**Exercise requirements**
a: From the Splatoon 2 review, pull out everything from "However, Splatoon 2" down to "kind of game." and copy it word for word.
b: Pick up the Splatoon 2 review after its final sentence and keep writing it.

━━ Excerpt provided

Review by Matt S.
Splatoon 2, like its predecessor, looks like trash. I know that there are plenty of others that like the childpunk attitude with its nauseating overuse of sickeningly bright, clashing, chaotic “street” colours, but I don’t. It’s an ugly, ugly, ugly game, (though in fairness it also triggers migraines in me, so that probably taints my perception and has left me in a bad mood as I write this), and on the back of Arms I’m less than pleased that Nintendo appears to be apply this art direction to all of its new IPs now.
However, Splatoon 2 isn’t Arms. With Arms there wasn’t nearly enough to the game itself for me to move past my distaste for the aesthetics. With Splatoon, there is. In fact I must have spent a hundred hours playing the original, and it was one of the highlights on the Nintendo Wii U. As such, I was looking forward to the sequel on the Switch, especially since it meant that, as I play the Switch as a handheld console, I’d be able to kick back in bed for a couple of rounds at night, which is exactly how I want to play this kind of game.
Unfortunately, Nintendo knows all too well that very few people actually bought the Wii U, so it can get away with minimal updates to the games it released on that console. Mario Kart 8, for example, is a straight port, though the addition of the battle mode made that one the ultimate version of a very good game. The additions to Splatoon 2 are far more minimal, and aside from the addition of a horde mode, which behaves more than a tutorial than something to really get stuck into, Splatoon 2 barely deserves to be considered a sequel.

━━━━
━━ Recorded information

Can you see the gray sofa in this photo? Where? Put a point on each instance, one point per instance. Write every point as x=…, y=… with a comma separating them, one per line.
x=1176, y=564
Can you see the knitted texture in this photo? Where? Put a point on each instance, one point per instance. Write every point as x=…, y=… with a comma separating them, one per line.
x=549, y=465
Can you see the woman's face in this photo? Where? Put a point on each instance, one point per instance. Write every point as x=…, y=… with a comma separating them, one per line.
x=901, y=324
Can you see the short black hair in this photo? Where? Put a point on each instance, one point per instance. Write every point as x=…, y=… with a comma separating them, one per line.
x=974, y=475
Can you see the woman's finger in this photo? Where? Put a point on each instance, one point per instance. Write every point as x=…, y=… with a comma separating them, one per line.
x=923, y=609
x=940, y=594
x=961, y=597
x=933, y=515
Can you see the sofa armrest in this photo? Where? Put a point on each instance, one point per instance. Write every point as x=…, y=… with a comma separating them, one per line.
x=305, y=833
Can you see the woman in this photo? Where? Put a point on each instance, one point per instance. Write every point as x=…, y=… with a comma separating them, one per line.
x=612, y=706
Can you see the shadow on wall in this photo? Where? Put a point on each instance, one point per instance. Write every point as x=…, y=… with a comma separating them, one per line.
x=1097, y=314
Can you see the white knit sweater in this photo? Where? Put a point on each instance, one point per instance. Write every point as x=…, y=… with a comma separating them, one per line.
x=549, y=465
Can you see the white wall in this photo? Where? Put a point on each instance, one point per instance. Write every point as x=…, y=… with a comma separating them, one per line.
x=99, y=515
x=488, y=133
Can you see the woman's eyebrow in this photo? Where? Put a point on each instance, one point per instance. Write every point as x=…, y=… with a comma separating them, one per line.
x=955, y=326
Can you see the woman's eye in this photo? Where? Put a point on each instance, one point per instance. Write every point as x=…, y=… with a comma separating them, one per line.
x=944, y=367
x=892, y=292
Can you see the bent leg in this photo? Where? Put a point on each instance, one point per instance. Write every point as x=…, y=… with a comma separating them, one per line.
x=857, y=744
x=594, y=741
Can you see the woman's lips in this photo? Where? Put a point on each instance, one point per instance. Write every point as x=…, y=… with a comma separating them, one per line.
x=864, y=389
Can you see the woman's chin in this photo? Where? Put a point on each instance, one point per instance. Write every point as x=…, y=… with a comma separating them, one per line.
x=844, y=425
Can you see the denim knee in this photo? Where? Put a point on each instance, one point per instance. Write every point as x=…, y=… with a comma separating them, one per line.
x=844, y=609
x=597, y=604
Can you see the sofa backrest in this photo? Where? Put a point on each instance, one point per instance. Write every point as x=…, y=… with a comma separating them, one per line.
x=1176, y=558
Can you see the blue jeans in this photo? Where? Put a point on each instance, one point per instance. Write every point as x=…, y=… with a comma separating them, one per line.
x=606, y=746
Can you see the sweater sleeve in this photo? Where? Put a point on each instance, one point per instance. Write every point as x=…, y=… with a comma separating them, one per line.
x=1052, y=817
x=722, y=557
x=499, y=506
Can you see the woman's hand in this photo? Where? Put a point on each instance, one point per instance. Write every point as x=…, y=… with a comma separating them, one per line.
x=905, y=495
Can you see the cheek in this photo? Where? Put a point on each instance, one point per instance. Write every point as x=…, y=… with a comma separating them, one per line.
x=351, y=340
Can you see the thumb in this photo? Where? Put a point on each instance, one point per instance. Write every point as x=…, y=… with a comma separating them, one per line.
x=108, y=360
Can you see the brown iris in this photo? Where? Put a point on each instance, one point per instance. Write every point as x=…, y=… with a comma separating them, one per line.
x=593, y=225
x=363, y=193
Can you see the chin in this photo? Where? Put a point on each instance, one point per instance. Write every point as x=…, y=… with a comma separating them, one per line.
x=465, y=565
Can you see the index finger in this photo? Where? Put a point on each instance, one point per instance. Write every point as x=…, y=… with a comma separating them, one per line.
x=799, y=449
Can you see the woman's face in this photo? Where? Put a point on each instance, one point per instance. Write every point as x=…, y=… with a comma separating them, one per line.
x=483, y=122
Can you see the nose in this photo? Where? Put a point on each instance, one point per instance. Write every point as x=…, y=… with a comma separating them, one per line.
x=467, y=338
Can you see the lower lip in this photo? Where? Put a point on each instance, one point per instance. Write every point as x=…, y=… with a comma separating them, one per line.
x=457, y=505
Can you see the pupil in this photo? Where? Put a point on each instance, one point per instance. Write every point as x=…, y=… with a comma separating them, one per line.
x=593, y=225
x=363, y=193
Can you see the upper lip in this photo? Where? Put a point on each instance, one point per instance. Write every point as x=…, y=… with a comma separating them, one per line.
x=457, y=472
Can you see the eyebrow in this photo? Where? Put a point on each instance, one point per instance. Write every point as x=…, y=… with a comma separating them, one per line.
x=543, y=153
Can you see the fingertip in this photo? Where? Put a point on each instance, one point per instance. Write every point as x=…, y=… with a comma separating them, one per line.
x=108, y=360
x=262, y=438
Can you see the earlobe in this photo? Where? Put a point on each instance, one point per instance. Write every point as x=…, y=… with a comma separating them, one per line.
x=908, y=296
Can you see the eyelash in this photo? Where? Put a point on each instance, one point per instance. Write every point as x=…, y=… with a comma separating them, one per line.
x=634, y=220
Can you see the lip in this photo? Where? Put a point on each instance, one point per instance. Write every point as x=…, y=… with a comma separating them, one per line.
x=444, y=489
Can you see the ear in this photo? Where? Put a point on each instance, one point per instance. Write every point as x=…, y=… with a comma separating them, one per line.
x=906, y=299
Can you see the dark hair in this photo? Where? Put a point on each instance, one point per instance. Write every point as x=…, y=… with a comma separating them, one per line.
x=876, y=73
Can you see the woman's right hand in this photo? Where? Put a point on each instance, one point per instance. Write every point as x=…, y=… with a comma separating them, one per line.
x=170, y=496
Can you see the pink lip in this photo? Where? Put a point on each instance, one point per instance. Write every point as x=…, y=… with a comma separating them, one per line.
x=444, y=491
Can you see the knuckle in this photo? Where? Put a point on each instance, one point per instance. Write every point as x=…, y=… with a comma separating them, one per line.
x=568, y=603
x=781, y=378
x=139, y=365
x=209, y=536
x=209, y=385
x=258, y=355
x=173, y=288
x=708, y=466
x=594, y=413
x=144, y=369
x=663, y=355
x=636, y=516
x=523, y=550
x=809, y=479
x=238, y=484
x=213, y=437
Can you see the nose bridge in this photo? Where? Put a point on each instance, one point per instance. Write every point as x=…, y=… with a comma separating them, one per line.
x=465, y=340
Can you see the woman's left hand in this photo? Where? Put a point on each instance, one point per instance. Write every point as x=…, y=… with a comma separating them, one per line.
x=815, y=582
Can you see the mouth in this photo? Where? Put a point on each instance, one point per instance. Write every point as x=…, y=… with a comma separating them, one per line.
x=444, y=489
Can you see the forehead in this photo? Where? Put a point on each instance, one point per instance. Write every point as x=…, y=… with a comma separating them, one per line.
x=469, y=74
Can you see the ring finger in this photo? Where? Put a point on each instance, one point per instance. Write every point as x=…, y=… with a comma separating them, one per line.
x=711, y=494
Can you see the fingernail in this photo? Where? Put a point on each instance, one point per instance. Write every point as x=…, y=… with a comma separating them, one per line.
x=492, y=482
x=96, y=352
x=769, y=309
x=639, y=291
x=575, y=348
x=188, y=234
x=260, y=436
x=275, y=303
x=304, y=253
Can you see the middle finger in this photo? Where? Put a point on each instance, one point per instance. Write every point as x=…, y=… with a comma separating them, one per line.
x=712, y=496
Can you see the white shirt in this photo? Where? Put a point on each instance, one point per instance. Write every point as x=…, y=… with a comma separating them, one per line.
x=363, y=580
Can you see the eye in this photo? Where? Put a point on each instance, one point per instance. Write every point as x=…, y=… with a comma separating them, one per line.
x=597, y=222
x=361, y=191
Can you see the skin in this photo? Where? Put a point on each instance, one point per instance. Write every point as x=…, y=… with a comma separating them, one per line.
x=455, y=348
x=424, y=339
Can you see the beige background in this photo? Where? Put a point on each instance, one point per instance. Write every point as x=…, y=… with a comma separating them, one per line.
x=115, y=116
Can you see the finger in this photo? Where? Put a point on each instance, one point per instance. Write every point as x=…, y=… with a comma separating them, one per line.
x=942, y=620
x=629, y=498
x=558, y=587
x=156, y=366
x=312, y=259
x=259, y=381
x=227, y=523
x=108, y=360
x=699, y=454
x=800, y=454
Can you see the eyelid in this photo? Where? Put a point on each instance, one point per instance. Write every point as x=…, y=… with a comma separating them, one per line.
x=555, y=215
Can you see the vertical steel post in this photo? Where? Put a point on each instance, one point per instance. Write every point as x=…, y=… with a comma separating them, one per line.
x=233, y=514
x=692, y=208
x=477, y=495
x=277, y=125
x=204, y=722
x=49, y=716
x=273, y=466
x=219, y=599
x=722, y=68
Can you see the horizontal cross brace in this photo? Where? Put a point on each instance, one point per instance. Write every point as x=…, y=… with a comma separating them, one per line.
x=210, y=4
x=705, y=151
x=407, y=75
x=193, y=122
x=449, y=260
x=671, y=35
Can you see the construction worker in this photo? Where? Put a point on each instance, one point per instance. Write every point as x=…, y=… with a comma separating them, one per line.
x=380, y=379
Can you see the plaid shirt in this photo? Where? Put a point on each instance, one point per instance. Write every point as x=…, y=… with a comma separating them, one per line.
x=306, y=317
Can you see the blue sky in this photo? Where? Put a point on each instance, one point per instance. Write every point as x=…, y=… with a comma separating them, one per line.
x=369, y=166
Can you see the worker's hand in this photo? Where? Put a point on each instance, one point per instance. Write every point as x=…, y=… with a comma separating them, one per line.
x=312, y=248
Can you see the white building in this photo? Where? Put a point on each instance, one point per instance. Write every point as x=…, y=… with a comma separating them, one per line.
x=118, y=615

━━━━

**Outputs for the tasks**
a:
However, Splatoon 2 isn’t Arms. With Arms there wasn’t nearly enough to the game itself for me to move past my distaste for the aesthetics. With Splatoon, there is. In fact I must have spent a hundred hours playing the original, and it was one of the highlights on the Nintendo Wii U. As such, I was looking forward to the sequel on the Switch, especially since it meant that, as I play the Switch as a handheld console, I’d be able to kick back in bed for a couple of rounds at night, which is exactly how I want to play this kind of game.

b:
For those who missed the Wii U release, Splatoon is Nintendo’s take on a competitive shooter. Being Nintendo, this means it’s less violent than a beating with a feather duster, replacing guns and blood with water pistols and paint. The goal in the main game is to cover as much of a level as possible with paint, shot out of your guns, while working in teams that are split into four each side. Doing well at Splatoon involves shooting opponents with enough paint that they go splat and are temporarily taken out of the action, but it also involves running around the level coating any surface with your team’s ink. And, of course, you can also paint over another team’s ink, thus “capturing” their land. Matches are just a couple of minutes in length, and with the overwhelming bulk of the game occupied with variations on this, you’ll be doing this exact thing over and over and over again until you’re ready to give it a break and play something else.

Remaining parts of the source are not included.